PROVIDED TEXT
------------------------------------------------------------------------
Garbage never smells good, but you won’t find a landfill anywhere more offensive than Spike Lee’s stupid remake of Oldboy, the 2003 horror flick from South Korea by Park Chan-wook. This one stinks at 10 below zero.
What passes for a labored, disjointed plot involves a drunken, disheveled screw-up (Josh Brolin), who wakes up naked in a dark, seedy motel room with no doors or windows and with no knowledge of how he got there. Every once in a while, a tray is shoved through a panel containing a bottle of vodka and a plate of greasy Chinese dumplings. On the TV news, he learns his wife has been raped and murdered, his baby daughter has been taken away for adoption and he’s a wanted man. He’s desperate. He masturbates. In his loneliness, he befriends a white mouse that gives birth to a family of mice; a moment later, on his food tray, he finds the entire litter boiled and served on a bloody dish. This goes on for—would you believe?—20 years! And the director makes sure we live through every agonizing minute of it.
------------------------------------------------------------------------
ACTIVITY LIST
a - In the Oldboy review, how long does the confinement in the motel room go on?
b - From the Oldboy review, extract the stretch from "What passes for" through "minute of it.", copied word for word.
------------------------------------------------------------------------
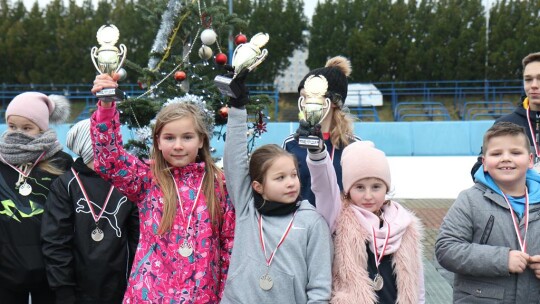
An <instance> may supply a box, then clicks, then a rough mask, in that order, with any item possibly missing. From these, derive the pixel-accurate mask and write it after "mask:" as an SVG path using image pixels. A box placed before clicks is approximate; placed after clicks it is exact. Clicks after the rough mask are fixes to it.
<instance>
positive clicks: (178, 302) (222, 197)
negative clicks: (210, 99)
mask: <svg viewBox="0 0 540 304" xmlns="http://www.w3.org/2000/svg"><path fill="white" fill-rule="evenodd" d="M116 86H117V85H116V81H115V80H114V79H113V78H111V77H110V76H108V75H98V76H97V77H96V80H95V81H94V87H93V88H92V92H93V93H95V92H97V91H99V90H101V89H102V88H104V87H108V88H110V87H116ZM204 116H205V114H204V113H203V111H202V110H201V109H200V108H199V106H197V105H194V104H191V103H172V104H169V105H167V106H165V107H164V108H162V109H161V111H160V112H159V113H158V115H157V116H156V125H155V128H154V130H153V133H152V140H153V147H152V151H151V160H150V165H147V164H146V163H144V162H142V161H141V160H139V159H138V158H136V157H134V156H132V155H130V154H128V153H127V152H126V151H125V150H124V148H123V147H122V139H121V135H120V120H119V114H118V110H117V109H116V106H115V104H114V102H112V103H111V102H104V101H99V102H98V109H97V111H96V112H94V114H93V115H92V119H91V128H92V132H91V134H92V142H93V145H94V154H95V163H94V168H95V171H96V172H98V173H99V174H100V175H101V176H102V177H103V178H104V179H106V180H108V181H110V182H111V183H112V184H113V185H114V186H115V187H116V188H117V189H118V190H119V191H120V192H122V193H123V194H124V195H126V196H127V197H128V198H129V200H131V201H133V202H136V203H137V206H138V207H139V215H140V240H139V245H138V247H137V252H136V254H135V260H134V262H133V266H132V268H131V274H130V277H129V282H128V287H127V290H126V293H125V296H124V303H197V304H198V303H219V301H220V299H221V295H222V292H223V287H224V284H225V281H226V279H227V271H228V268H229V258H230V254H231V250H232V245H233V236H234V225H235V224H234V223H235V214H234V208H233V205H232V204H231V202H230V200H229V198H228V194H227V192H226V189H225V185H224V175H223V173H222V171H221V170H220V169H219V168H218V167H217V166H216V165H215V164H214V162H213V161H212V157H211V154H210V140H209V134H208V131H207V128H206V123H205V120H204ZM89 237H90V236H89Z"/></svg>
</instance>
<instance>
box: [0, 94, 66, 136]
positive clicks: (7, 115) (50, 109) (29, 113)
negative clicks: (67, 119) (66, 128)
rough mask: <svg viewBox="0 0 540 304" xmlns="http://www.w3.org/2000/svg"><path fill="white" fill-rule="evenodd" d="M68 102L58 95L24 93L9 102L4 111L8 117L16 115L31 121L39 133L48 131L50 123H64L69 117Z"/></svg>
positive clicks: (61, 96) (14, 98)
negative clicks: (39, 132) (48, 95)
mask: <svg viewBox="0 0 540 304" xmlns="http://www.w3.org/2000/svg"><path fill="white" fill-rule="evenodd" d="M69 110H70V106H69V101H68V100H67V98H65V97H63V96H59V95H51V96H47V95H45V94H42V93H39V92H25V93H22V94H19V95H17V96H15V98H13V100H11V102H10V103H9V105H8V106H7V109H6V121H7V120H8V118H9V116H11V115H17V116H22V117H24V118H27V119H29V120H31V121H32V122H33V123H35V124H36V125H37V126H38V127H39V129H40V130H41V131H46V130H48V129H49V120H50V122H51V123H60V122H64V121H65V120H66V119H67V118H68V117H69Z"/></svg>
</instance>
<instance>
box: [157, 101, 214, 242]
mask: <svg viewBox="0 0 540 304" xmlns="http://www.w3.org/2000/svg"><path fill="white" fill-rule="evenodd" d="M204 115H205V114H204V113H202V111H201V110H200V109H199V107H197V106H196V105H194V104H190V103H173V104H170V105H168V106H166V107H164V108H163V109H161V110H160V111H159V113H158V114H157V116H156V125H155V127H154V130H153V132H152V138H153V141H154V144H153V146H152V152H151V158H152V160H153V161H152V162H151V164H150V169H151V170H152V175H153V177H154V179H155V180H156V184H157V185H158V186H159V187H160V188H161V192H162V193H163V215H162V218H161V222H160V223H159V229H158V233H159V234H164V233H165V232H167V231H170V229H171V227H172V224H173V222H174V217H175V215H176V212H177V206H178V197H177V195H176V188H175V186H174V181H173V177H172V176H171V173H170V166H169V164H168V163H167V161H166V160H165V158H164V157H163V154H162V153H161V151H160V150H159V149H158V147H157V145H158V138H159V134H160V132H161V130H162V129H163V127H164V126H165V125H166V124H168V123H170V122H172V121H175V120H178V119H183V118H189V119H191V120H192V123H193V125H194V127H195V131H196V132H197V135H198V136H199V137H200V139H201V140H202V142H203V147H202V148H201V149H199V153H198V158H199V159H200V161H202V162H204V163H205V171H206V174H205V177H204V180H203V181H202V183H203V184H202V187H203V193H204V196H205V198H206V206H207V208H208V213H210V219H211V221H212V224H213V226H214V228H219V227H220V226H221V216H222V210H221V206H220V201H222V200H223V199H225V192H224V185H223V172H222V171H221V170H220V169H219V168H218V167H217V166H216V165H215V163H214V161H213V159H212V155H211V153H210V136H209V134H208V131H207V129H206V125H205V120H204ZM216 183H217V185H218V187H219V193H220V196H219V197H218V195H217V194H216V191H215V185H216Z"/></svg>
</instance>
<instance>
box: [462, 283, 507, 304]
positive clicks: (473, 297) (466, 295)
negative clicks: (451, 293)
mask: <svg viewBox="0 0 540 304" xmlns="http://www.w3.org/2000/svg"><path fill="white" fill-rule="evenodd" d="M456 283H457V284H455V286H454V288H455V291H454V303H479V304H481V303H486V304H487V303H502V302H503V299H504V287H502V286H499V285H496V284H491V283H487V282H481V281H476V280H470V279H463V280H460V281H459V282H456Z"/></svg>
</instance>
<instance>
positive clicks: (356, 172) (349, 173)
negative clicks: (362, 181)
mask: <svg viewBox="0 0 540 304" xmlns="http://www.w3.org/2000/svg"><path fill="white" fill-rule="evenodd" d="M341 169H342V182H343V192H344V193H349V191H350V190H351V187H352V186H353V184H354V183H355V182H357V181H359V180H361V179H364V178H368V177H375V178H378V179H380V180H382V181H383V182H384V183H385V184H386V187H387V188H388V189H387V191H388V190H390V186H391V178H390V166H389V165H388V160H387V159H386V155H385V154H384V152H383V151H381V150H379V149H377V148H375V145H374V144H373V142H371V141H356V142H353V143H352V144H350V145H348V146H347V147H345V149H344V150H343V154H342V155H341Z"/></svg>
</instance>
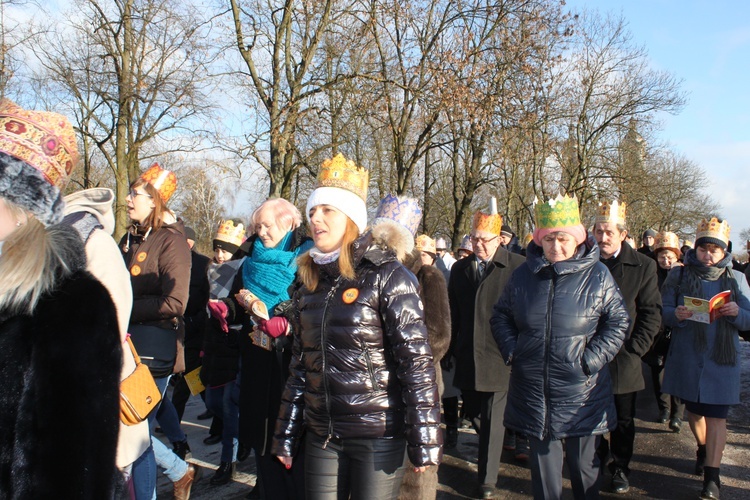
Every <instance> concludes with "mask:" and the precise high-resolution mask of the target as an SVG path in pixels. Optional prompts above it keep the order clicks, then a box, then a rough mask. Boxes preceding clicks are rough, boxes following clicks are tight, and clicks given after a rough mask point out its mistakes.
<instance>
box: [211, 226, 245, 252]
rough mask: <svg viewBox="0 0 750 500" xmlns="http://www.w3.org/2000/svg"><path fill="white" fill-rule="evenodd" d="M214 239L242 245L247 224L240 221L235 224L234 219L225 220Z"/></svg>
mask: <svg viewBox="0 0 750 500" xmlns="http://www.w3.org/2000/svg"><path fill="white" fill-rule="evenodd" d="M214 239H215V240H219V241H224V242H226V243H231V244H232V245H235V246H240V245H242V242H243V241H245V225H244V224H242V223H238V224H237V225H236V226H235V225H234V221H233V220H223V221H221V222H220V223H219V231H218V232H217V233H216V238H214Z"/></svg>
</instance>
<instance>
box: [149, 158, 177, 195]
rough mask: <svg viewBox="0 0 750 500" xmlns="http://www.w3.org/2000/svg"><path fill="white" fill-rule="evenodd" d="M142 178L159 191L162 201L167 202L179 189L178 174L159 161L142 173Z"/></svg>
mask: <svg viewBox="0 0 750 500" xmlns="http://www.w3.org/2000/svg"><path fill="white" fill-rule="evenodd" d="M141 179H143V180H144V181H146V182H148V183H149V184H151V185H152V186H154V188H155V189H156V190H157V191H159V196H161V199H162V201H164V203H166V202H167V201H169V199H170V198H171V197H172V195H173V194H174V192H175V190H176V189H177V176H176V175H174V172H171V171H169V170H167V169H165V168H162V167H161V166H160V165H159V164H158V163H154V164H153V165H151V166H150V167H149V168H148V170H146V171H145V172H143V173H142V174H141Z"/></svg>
------------------------------------------------------------------------
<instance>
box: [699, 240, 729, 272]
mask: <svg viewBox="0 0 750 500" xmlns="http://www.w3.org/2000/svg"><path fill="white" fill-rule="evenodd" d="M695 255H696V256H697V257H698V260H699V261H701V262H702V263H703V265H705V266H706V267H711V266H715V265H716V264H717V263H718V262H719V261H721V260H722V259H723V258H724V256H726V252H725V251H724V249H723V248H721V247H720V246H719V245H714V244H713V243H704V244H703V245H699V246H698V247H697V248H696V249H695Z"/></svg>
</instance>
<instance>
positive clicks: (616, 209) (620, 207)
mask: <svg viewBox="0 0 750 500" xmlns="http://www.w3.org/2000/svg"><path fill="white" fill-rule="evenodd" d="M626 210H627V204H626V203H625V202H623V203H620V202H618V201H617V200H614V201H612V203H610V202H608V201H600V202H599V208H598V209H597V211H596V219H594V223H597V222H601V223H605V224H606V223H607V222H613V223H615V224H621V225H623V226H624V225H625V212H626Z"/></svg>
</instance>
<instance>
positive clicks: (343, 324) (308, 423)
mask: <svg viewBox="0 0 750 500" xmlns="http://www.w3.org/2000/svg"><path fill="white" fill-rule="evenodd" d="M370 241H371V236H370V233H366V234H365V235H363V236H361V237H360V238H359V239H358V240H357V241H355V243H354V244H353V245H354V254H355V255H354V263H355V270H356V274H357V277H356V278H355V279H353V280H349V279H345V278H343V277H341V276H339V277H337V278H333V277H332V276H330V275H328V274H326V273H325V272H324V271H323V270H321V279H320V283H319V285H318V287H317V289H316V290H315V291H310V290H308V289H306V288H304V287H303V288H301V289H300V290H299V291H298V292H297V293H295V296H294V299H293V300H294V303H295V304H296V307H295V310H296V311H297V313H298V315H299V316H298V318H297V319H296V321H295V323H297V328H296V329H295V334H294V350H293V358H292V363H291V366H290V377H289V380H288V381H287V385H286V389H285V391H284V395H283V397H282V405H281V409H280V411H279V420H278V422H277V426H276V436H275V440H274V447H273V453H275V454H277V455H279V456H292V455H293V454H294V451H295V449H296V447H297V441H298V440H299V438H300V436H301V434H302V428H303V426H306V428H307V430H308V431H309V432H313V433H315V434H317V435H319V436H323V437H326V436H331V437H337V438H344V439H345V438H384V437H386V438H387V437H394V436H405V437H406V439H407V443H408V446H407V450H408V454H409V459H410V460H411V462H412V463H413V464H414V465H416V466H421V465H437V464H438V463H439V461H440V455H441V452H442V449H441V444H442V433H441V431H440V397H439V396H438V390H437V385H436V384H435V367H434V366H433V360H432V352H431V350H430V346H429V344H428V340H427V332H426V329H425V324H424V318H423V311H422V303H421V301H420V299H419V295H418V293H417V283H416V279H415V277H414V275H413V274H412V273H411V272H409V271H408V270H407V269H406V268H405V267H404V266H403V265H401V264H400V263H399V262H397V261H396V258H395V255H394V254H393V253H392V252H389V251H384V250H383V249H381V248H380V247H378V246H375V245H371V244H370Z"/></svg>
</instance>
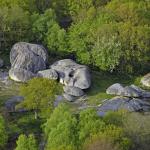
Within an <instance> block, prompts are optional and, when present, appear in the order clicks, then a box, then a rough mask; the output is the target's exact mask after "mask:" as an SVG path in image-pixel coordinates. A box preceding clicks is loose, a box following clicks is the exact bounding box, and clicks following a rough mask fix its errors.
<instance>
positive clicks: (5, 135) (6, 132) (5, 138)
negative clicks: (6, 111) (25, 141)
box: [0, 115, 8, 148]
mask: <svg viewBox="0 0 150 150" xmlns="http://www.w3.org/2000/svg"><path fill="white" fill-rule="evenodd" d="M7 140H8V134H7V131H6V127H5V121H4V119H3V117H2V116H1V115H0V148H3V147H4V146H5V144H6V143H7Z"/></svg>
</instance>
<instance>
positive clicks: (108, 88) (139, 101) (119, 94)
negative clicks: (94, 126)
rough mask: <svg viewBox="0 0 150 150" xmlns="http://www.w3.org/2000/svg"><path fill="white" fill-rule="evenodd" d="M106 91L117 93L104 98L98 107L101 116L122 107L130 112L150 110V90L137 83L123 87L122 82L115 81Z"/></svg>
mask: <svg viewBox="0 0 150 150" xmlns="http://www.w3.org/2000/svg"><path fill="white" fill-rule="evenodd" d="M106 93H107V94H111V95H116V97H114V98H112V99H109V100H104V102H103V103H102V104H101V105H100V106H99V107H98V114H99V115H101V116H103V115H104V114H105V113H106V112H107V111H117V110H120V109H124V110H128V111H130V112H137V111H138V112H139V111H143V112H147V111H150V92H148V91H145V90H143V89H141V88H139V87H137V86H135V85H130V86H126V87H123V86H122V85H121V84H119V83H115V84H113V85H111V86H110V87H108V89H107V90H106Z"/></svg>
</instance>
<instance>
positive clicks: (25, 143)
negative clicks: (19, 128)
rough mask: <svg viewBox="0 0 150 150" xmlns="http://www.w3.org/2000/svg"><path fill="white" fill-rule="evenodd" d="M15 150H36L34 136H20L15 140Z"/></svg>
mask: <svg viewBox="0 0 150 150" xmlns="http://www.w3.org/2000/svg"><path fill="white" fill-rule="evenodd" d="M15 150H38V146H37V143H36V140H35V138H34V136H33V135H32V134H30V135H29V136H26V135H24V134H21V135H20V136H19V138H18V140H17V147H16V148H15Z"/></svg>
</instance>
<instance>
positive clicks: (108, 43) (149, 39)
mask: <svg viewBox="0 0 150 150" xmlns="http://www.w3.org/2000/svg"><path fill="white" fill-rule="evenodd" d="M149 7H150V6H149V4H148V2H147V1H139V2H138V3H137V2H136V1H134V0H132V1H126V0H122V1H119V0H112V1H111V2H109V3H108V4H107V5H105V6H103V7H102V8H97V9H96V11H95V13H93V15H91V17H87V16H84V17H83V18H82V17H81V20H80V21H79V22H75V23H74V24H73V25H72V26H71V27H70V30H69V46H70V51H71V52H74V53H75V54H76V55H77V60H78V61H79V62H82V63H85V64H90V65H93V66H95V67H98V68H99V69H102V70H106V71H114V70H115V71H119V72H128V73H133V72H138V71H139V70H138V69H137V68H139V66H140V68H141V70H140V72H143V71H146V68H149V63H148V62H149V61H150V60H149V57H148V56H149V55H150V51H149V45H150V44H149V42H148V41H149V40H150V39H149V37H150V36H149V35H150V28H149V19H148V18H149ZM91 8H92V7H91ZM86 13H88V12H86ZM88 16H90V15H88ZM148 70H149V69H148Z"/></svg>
------------------------------------------------------------------------
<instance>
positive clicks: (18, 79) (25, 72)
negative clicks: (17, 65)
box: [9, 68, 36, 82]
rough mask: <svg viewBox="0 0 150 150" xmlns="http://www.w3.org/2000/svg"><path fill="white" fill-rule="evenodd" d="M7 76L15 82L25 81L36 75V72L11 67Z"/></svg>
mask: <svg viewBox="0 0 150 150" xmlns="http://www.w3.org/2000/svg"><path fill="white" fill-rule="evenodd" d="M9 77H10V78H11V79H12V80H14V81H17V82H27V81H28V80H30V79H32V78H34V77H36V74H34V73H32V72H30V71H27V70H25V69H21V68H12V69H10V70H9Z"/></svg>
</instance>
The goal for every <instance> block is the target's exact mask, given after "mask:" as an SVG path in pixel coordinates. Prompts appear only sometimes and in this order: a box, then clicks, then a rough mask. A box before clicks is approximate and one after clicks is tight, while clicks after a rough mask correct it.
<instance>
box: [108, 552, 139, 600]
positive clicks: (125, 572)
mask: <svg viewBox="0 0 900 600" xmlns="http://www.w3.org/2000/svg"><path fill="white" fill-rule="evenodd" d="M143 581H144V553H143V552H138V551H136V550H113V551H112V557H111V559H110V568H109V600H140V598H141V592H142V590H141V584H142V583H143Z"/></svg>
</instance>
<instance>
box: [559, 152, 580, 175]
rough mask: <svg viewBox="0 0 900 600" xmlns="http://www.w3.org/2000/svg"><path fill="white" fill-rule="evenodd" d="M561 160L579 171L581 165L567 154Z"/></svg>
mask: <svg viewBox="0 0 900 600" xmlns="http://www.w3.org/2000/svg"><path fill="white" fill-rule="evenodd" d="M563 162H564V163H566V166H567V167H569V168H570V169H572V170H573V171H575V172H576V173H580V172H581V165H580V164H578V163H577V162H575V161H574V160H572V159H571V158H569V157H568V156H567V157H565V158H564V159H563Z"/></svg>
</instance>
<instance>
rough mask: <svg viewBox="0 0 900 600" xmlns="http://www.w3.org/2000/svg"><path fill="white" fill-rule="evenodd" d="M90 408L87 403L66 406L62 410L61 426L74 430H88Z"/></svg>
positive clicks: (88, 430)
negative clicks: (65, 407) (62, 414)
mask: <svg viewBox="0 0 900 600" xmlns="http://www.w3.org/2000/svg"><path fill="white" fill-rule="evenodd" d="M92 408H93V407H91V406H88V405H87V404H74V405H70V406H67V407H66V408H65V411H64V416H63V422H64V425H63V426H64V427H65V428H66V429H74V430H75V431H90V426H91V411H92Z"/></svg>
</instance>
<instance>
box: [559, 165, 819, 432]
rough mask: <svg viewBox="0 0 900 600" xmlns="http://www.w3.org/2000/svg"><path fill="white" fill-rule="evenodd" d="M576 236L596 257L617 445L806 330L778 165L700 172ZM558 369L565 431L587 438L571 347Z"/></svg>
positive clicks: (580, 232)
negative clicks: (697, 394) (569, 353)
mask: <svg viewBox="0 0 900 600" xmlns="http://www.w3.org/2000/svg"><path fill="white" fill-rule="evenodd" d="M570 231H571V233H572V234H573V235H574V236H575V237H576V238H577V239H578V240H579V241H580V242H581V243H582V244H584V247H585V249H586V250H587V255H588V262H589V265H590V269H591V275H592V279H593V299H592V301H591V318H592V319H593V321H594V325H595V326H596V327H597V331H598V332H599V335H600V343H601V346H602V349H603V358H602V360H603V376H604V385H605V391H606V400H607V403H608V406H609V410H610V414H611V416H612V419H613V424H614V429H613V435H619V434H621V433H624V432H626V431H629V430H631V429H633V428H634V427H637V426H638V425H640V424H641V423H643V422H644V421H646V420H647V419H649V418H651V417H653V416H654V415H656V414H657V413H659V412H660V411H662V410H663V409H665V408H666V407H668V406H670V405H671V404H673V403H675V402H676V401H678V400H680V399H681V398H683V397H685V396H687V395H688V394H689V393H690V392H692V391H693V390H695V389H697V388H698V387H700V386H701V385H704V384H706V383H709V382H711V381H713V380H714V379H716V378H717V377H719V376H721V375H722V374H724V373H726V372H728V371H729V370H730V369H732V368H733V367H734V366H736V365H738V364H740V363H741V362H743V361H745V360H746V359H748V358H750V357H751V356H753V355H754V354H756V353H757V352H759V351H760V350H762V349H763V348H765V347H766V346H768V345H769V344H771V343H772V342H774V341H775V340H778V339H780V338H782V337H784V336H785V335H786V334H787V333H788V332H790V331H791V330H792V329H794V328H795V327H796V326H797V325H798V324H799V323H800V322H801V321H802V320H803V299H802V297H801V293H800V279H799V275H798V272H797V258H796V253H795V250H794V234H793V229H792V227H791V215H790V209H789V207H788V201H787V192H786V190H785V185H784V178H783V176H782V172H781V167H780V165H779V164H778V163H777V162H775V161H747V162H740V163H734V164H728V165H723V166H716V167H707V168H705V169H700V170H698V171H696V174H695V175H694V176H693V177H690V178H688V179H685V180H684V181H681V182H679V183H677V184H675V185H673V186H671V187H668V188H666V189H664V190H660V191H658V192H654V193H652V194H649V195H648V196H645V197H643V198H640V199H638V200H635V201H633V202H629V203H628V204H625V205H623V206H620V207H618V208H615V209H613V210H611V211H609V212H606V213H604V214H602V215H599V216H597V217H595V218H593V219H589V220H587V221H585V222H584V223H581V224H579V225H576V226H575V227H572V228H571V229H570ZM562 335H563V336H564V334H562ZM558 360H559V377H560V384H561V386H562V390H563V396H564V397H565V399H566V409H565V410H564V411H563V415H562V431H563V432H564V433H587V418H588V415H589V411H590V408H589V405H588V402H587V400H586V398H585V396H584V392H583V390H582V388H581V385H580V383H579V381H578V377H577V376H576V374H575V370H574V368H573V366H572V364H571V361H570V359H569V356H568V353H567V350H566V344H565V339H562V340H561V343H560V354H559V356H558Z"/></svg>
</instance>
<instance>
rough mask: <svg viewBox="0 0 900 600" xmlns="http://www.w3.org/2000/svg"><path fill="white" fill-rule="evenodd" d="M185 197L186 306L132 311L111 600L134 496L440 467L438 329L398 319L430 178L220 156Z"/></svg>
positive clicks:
------------------------------------------------------------------------
LIST OF ANSWERS
a - 20 years.

b -
What passes for a labored, disjointed plot involves a drunken, disheveled screw-up (Josh Brolin), who wakes up naked in a dark, seedy motel room with no doors or windows and with no knowledge of how he got there. Every once in a while, a tray is shoved through a panel containing a bottle of vodka and a plate of greasy Chinese dumplings. On the TV news, he learns his wife has been raped and murdered, his baby daughter has been taken away for adoption and he’s a wanted man. He’s desperate. He masturbates. In his loneliness, he befriends a white mouse that gives birth to a family of mice; a moment later, on his food tray, he finds the entire litter boiled and served on a bloody dish. This goes on for—would you believe?—20 years! And the director makes sure we live through every agonizing minute of it.